- [PROVIDED DATA]:
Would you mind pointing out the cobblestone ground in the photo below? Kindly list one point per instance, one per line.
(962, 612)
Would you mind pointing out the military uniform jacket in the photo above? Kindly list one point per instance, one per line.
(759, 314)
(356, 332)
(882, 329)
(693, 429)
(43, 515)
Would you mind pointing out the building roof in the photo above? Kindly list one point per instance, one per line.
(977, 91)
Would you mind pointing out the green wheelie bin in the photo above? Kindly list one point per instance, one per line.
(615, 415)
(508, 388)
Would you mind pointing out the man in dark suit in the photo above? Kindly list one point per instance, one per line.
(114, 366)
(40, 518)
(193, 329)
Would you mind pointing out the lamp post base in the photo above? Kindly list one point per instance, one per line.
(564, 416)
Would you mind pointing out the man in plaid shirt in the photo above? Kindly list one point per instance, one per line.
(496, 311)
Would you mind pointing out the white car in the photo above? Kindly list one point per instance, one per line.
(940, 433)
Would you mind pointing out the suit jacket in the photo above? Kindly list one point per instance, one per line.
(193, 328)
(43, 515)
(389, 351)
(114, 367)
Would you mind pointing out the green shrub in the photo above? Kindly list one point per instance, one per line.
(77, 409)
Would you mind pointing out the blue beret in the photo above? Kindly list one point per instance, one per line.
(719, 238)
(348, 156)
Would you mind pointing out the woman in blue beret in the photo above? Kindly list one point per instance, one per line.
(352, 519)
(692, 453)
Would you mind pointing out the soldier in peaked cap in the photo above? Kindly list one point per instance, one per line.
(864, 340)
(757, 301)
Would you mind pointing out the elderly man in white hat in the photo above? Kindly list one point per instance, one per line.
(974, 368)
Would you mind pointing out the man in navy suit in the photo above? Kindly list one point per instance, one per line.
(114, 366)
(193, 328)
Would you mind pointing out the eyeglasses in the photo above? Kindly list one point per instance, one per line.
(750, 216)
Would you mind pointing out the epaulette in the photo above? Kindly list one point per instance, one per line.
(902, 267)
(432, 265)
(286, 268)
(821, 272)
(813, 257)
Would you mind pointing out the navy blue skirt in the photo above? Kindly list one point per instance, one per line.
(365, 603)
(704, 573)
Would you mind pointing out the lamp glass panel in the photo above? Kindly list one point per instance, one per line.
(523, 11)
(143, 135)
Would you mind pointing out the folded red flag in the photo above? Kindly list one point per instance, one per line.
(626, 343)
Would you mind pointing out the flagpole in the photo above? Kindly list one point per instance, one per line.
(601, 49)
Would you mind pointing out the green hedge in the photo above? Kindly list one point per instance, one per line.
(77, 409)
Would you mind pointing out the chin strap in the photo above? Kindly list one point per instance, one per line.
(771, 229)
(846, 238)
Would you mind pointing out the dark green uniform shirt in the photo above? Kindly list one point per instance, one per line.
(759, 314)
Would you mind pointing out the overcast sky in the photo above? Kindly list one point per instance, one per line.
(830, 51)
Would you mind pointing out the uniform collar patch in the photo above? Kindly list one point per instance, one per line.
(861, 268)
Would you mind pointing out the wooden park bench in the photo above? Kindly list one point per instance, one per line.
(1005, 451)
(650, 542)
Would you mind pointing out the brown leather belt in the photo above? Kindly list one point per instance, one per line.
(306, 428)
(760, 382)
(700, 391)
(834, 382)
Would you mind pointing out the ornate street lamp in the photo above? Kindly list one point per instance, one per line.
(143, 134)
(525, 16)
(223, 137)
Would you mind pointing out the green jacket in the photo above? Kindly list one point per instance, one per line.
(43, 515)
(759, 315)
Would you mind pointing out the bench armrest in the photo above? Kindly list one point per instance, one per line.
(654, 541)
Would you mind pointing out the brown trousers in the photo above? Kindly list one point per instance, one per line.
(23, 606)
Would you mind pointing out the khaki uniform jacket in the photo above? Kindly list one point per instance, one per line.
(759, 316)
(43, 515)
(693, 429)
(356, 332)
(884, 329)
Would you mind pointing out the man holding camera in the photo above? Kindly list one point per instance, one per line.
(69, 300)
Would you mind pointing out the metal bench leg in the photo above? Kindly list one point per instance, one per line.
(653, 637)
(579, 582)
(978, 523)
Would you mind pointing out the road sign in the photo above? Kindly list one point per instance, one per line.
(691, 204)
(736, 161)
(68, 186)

- [EXERCISE]: Restate all of the entries exactly, please.

- [RESPONSE TO THE EXERCISE]:
Would you mind pointing out the cobblestone ground in the photo below? Kindly list one point per instance, one per line.
(962, 612)
Would you mind pointing out the military uniform jacket in the photo above? Kindly list one point per instance, one per line.
(759, 314)
(356, 332)
(882, 329)
(693, 429)
(43, 515)
Would you mind pointing out the building roof in the photo above? Kindly list one point per instance, one per line.
(977, 91)
Would you mind pointing out the green wheelie bin in the photo above? Kindly list one point per instance, one per line.
(615, 415)
(508, 388)
Would you mind pointing out the man in dark suit in the photo above? Kindly list one point per instance, one per line.
(114, 366)
(40, 518)
(193, 329)
Would you mind pointing out the lamp post base in the photo above? Kindly list one point per instance, one per line.
(564, 416)
Would you mind pointing out the man in plaid shirt in the photo above? Kindly list one point per instance, one per line.
(496, 311)
Would you mind pointing out the white car in the photo above? Kindly list one point per instance, one per line.
(940, 433)
Would you mind pointing out the suit jacket in the photo above? Kindly list one point per instance, one per line.
(193, 328)
(43, 515)
(389, 351)
(114, 367)
Would you mind pointing out the green shrub in the photo above? Kindly list one point per instance, one per line.
(77, 409)
Would you mind pointing out the blue beret in the photo above? Kindly list one point per instance, one per line.
(719, 238)
(348, 156)
Would you mind pointing out the woman in blue beret in the photo above? Kindly list one point per instance, one per line.
(352, 519)
(692, 453)
Would you mind pointing out the soldier in peaked cap in the photo above? Kindly list one point per instance, one per line.
(864, 340)
(757, 301)
Would you mind pointing out the elderly man in white hat in the photo above? Kindly list one point per instance, one per line.
(974, 368)
Would you mind pointing out the man in navy suit in the photo above? Kindly list one point per instance, one per line.
(114, 366)
(193, 328)
Would you mind pointing out the eyeglasses in the photo above? Kindly list one point per instance, one per line.
(750, 216)
Would you mind pointing out the epaulette in the photo above? Kindly list one point per instance, one per line.
(902, 267)
(432, 265)
(286, 268)
(821, 272)
(813, 257)
Would you mind pointing out the navy blue skirt in the photo above? Kindly list one point per instance, one per line.
(365, 603)
(704, 573)
Would you mind pointing out the lamp glass panel in the photo above? Kindly list one point per instance, one per line.
(523, 11)
(143, 135)
Would you mind pointing out the folded red flag in the photo above? Kindly list one point per instance, one per line.
(626, 343)
Would you mind pointing out the flagpole in the photo above? Kindly list one point per instance, one per line.
(601, 49)
Would you mind pointing out the green hedge in the photo above? Kindly list one point per instance, one per line.
(77, 409)
Would you mind pointing out the chin strap in the photo above? Kindly list one point per instance, one per line.
(771, 229)
(846, 238)
Would you mind pointing out the dark green uniform shirt in the photo above? Kindly list one point per instance, one per line.
(759, 314)
Would you mind pointing out the overcast sky in the photo above? Kindly list one point per instance, one per line.
(830, 51)
Would you mind pointing out the uniform collar patch in the photo above? Kindly list one point per instance, one per line.
(861, 268)
Would you mind pointing out the wooden park bench in the photo above? Kindly list one point per instance, one per line.
(1005, 451)
(650, 542)
Would you mind pointing out the brown leather belt in the photo above? Kindly list one point per instance, one per line.
(306, 428)
(760, 382)
(700, 391)
(834, 382)
Would you mind pointing out the ornate street lamp in the photo above? Kindly list one point per instance, one per line.
(143, 134)
(525, 16)
(223, 137)
Would you mind pointing out the green jacket in the photo above? Kindly list one point per instance, one per line.
(43, 515)
(759, 315)
Would you mind pointing out the bench armrest in the photo above? Kindly list one point per instance, one per line.
(654, 541)
Would you mind pointing out the brown trousers in the photo above? Kindly list one point per instance, one per line.
(23, 606)
Would you mind pointing out the khaki uniform jacket in the photo above? Kindly list one point per instance, one per line.
(759, 316)
(43, 515)
(693, 429)
(356, 332)
(884, 329)
Would you mind pointing out the man holding camera in the photo above? Kindly list one point per instance, one per line.
(69, 300)
Would you mind pointing out the metal bench leg in the photo above? Kindly list one point per instance, one per line.
(653, 637)
(579, 582)
(978, 523)
Would you mind pointing out the road sign in the photo above? Kindly list one point per instance, one per line.
(691, 204)
(736, 161)
(68, 186)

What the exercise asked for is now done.